**Text under study:**
On having a boy
Our mornings can go one of two ways. Before this fall, our mornings were almost always a source of calm during what were otherwise frantic days. Coffee. The news. Everybody content. Once Nora started school, though - J takes her every morning - things changed. On good days mornings are serene, like they used to be. Good days. Days when, like, we lay out everybody's clothes the night before, and I get up in time to take a shower, and Mina doesn't decide to take advantage of the freedom we allow the dogs when we let them out the back door and into our unfenced back yard by trotting on out into the neighborhood streets to have some fun, without our knowledge.
Nora has to be at school at a fairly early hour and we simply have to be super organized if we want things to go smoothly.
So, you know, sometimes we aren't super organized.
This morning, for instance. We were at a disadvantage going in. Gabe and I have colds and neither of us had slept well, so I woke up and put a robe on and stumbled downstairs envisioning getting right back into bed once everyone was off and on their way, which is a really funny thing to envision when you have a baby to take care of. Really funny.
And then when I went in Nora's room to see if she was awake, she popped up in her bed and shouted, "I want a snack!" She has breakfast at school, but she often has a little something before. Her saying this is a terrible omen of things to come, because when she's in the "I want a snack" mood, every thing you have to do from there on out is not only going to be the normal level of annoying...brushing teeth...brushing hair....walking down the stairs...it's also going to be one more thing she has to do before she can have her bunch of grapes, or clementine or what have you.
So Nora's angry off the bat and Gabe's coughing up a storm and I look like I did that week I was doing my college essays and I refused to get out of my pajamas for five straight days and J is making coffee frantically because no matter how little time we have to do it, the coffee must be made. Otherwise we're no better than barbarians.
I was holding the baby and went to put him down on his back on the floor, but he wanted to sit up, a skill he's mastered very well, although his balance isn't yet 100 percent. Just as I let go of him, Nora called my attention to something, most likely the whereabouts of her snack, and Gabe toppled over and hit his head on the wooden part of our ottoman. I always try to keep him away from this particular piece of furniture for this very reason, but this wasn't one of our good mornings, and my parenting wasn't quite up to par.
He immediately began crying so I picked him up to comfort him and noticed that he had a cut on his eyelid and was bleeding. I had put my wobbly baby in a sitting position near a hard piece of furniture and he'd cut his eye and had what looked like a blossoming bruise across his nose.

**Requirement A:**
Answer these questions using the piece about busy school mornings:
(i) Who takes Nora to school every morning?
(ii) What did Nora shout when she popped up in her bed?
(iii) What part of which piece of furniture did Gabe hit his head on?
**Requirement B:** Carry on the piece about busy school mornings, picking up right after its final sentence.

Source records
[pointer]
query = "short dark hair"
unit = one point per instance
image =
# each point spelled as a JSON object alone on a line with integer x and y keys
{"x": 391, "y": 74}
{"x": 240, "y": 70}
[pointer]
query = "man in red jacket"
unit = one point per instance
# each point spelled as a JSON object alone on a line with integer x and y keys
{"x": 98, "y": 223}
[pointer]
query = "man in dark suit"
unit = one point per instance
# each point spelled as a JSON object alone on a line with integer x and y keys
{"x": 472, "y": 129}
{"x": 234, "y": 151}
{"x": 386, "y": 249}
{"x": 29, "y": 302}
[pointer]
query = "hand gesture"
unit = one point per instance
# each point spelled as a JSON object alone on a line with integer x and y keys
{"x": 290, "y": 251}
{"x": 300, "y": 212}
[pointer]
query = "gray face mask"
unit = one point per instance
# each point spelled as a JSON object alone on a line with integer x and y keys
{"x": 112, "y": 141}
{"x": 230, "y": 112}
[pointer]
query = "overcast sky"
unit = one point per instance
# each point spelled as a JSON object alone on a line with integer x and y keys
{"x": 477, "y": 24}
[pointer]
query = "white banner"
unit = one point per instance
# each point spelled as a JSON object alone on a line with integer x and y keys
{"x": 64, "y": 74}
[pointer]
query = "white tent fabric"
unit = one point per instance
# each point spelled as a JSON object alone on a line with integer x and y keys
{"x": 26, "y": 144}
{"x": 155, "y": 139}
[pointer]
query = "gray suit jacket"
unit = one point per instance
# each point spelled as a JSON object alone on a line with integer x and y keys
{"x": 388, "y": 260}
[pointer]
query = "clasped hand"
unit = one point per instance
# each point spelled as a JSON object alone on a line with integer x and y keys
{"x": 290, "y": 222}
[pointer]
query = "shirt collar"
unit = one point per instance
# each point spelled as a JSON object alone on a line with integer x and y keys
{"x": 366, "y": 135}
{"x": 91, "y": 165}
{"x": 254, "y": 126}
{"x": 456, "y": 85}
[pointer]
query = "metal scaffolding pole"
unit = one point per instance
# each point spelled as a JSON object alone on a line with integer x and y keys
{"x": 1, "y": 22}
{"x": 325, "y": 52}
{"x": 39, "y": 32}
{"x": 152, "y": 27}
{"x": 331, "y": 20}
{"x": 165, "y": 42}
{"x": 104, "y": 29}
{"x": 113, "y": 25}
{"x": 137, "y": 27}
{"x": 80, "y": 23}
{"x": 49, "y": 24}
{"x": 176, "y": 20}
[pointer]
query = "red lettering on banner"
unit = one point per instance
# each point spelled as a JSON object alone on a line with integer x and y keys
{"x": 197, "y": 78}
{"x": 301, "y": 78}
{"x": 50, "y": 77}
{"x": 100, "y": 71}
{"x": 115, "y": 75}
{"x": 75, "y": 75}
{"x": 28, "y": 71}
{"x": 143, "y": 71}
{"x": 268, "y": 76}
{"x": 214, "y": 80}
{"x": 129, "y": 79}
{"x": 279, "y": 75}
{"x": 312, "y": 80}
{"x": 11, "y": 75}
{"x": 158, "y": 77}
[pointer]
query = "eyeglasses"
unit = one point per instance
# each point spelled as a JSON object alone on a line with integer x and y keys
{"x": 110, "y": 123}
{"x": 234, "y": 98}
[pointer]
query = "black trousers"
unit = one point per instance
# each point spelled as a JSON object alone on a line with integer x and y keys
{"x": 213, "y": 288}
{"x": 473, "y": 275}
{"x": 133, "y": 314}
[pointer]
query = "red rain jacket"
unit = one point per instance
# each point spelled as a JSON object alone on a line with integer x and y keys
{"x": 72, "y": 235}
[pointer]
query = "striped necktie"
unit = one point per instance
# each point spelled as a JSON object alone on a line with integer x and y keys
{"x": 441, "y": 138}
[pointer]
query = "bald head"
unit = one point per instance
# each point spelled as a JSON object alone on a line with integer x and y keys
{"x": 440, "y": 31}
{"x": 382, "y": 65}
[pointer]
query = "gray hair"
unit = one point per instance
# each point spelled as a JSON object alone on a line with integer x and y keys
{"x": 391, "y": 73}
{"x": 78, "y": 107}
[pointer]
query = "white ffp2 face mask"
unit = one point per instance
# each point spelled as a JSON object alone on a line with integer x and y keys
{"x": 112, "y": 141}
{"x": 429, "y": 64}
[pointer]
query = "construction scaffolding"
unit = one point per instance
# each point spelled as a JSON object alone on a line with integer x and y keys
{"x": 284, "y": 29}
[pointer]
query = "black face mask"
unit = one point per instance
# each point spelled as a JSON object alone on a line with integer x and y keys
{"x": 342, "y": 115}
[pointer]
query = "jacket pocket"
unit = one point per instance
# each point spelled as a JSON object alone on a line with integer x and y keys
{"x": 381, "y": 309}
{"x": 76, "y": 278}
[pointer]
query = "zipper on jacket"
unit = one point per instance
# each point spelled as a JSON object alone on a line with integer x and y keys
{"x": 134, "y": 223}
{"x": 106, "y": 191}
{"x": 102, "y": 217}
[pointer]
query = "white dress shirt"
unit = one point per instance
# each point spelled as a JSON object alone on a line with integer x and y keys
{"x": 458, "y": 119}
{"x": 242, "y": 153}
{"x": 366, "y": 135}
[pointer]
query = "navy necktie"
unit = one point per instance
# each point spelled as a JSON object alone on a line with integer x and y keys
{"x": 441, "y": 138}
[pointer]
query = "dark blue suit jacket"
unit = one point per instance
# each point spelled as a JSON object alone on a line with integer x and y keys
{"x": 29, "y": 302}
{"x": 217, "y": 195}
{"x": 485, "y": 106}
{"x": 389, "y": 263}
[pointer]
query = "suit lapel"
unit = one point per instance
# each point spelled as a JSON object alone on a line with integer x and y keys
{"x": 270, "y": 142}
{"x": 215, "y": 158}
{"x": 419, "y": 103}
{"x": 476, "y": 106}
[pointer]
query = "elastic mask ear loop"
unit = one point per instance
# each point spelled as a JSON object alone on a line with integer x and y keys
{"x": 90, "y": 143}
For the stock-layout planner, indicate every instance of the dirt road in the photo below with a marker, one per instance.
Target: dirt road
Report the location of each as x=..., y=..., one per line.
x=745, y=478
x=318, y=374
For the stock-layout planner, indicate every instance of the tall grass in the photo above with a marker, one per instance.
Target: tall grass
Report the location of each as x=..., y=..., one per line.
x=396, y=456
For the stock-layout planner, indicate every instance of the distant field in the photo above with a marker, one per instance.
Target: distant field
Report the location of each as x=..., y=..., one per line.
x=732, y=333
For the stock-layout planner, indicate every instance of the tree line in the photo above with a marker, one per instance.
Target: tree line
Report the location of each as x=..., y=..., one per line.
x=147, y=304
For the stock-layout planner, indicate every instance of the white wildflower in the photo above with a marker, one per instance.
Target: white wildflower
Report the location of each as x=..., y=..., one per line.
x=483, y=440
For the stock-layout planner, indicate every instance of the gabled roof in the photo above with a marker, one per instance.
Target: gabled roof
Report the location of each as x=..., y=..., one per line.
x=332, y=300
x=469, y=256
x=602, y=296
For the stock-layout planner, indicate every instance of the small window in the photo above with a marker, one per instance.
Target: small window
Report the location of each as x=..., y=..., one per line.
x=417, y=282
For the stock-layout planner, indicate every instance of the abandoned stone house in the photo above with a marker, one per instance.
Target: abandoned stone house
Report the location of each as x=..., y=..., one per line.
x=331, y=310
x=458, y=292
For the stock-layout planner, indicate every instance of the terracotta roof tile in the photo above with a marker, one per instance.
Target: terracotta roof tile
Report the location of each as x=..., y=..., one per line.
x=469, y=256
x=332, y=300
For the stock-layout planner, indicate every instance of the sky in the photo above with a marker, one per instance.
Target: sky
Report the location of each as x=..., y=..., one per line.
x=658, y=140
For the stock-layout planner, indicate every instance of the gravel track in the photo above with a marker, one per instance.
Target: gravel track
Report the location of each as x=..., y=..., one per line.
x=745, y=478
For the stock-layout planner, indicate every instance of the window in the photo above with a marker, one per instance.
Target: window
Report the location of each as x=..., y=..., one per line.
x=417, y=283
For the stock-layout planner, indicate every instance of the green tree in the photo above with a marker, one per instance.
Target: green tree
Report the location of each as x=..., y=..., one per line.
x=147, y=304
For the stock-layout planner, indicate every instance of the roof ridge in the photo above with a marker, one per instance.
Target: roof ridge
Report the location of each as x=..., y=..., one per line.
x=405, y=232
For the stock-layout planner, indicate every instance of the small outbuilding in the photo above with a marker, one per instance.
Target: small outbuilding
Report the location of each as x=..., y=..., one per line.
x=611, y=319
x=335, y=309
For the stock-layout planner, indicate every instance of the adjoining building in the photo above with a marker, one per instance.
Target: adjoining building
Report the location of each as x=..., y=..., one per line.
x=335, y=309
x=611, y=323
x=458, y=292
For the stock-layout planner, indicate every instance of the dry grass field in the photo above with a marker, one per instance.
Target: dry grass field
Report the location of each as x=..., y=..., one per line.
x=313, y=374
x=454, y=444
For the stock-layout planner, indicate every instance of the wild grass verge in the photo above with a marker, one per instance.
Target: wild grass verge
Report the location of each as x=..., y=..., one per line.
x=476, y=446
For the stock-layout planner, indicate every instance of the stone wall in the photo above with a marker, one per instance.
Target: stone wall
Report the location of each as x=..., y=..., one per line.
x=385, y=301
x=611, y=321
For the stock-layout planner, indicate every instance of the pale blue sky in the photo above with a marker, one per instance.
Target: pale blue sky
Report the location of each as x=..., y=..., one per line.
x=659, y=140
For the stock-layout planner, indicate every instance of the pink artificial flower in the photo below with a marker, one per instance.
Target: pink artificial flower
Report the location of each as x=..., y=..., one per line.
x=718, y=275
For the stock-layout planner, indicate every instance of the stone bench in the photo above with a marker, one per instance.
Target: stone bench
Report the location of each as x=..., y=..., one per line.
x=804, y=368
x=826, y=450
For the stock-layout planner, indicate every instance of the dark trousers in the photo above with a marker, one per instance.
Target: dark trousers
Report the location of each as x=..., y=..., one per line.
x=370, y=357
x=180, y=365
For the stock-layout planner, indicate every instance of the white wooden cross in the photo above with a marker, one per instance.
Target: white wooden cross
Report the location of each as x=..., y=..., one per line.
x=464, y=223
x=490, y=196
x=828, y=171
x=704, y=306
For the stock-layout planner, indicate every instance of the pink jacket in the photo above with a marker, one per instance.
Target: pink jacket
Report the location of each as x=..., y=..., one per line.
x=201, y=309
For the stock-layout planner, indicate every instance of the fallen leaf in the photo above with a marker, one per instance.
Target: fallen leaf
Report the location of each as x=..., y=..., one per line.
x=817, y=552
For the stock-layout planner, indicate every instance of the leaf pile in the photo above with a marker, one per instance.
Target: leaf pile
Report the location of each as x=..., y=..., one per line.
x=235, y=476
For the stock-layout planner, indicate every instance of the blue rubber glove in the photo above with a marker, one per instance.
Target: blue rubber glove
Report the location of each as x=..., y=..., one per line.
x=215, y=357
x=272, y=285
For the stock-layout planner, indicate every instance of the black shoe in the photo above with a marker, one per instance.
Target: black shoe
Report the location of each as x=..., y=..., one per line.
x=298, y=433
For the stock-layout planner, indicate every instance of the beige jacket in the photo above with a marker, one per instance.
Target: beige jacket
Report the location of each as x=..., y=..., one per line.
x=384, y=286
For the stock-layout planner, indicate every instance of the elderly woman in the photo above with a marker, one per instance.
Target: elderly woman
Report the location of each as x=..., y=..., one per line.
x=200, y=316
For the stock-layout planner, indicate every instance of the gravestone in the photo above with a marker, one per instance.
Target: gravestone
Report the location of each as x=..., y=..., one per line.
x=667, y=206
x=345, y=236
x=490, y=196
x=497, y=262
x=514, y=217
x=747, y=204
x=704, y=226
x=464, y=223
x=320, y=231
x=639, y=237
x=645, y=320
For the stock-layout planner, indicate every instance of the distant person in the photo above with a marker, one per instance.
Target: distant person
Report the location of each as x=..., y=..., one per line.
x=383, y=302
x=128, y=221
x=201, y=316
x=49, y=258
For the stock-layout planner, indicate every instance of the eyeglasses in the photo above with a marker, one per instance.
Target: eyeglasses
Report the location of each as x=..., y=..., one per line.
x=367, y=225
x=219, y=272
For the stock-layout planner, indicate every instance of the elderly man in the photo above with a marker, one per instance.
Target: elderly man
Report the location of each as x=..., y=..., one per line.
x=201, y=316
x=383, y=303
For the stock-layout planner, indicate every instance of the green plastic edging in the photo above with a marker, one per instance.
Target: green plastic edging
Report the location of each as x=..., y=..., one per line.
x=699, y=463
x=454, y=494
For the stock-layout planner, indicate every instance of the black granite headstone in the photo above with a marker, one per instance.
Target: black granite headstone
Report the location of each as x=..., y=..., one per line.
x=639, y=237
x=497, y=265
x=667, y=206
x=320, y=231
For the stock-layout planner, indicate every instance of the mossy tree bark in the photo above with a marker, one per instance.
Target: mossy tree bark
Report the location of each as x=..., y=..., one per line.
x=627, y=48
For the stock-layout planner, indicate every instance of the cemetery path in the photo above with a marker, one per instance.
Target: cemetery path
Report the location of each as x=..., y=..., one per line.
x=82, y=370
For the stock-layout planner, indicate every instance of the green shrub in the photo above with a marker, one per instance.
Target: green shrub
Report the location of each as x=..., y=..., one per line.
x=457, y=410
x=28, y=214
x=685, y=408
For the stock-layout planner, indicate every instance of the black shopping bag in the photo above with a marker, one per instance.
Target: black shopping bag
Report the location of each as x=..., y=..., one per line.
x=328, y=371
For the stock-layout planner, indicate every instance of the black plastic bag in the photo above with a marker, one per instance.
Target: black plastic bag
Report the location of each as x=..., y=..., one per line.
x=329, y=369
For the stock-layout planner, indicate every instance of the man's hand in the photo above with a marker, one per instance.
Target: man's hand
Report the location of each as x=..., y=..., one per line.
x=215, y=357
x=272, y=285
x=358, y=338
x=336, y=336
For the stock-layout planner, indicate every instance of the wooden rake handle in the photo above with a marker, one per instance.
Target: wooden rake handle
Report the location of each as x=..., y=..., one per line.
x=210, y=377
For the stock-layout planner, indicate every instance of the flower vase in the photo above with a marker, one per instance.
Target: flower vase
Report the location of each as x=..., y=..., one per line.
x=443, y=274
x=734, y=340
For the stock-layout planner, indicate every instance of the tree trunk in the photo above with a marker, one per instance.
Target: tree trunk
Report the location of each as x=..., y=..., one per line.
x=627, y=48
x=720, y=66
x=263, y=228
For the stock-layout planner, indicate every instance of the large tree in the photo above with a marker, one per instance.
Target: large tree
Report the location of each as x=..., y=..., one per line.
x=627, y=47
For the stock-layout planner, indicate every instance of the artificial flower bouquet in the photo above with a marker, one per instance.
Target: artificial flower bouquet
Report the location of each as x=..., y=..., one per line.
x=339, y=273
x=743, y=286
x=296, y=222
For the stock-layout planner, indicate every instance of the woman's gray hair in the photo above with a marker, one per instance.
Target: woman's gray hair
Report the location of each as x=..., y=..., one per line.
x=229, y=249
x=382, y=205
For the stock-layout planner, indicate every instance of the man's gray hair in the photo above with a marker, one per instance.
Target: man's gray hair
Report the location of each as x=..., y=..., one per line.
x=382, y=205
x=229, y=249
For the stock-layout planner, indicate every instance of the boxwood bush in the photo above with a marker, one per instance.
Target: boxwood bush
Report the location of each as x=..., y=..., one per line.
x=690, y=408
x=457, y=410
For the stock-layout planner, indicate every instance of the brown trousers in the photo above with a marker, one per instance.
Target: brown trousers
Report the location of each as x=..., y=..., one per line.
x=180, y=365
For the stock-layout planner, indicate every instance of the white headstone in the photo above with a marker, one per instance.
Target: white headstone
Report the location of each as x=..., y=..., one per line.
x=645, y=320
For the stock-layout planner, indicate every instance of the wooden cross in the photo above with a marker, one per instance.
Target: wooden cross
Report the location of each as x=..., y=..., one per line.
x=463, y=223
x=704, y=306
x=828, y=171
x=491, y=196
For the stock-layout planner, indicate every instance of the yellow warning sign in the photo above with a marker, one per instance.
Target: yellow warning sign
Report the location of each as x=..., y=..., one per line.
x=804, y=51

**Exercise answer A:**
(i) J takes Nora to school every morning.
(ii) She shouted, "I want a snack!"
(iii) He hit his head on the wooden part of the ottoman.

**Exercise answer B:**
I felt terrible about what had happened, but he settled down after a few minutes and I could see that the cut wasn't too deep.
Compare this incident to a similar one that occurred when Nora was about the same age. She rolled off the couch once when I had looked away for a second. No cut. No blood. Nothing like that. But I cried for about two hours, in the midst of which I called the doctor and deemed myself an unfit parent.
She was fine.
I knew this time around that Gabe was fine, too, despite the visual drama. But as we were planning on calling the doctor anyway about his relentless cold, we decided to add this latest injury to the mix and contact them sooner rather than later.
We got an appointment at 9:15 and J offered to meet me there after dropping Nora off since I wasn't feeling great. And looking like a homeless person. I mean, he didn't present that as a reason I might like a companion, but I know what's up.
The doctor's visit confirmed that the cut was no big deal, but that the cold was a bigger deal than we thought. He hadn't been presenting any of the typical symptoms, but the doctor discovered that Gabriel has an ear infection - a double one, in fact, as both ears are affected. "What a trooper!" we proclaimed, as he rolled around on the examining table, enjoying the sound of of the crinkly paper underneath him and babbling happily.
This behavior continued as we waited downstairs for his prescription. Bruised, beaten, in need of antibiotics, and charming everyone with his wide smile and array of baby noises.
I thought about the time Nora had fallen and skinned her knee, and proceeded to talk about it for three or four weeks. And about how I'd been wandering around like the living dead for the past couple days. About how J's day is basically ruined if he finds a hole in his sock.
I wondered if this carefree dismissal of pain and suffering in favor of good times would follow Gabe out of babyhood and, if so, where the hell that attitude came from.
I asked J if he thought maybe this child might differ from us in certain, crucial ways, and what strange and unfamiliar events could occur as a result.
"Is he going to be a quarterback?" I asked him. "Oh my God, is he going to be in a frat?"